Stored data entries:
◇ ◇ ◇ ◇ ◇ ◇ ◇

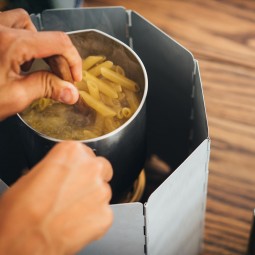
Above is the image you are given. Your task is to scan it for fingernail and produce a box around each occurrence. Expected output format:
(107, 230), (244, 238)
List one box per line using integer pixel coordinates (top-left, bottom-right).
(59, 82), (79, 104)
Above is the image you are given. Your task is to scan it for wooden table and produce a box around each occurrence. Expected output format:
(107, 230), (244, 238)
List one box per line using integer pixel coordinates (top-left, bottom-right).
(83, 0), (255, 255)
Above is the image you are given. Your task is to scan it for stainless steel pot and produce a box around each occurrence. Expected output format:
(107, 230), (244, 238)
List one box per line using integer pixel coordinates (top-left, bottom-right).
(18, 30), (148, 202)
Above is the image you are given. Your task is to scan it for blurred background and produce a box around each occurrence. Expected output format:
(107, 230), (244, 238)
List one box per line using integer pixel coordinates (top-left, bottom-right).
(0, 0), (255, 255)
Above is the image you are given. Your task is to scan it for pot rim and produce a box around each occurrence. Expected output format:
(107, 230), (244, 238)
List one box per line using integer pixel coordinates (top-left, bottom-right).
(17, 29), (148, 143)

◇ ◇ ◇ ◇ ◇ ◇ ◇

## Exercise
Retype the material word for word, starting at its first line and stopping after the line that contains "(83, 0), (255, 255)". Leave the pictures out of your copy.

## Response
Above is the image you are given. Your task is to scan it for fingernail and produce a box around each occurrence. Expected output format:
(107, 230), (244, 238)
List one box per line using integer pixel coordinates (top-left, bottom-right).
(59, 82), (79, 104)
Above is the image you are given. Your task is to scan it for wooden table and produce a box around each occurrence. Expected output format:
(107, 230), (244, 238)
List one box per line using integer pixel coordinates (top-left, bottom-right).
(83, 0), (255, 255)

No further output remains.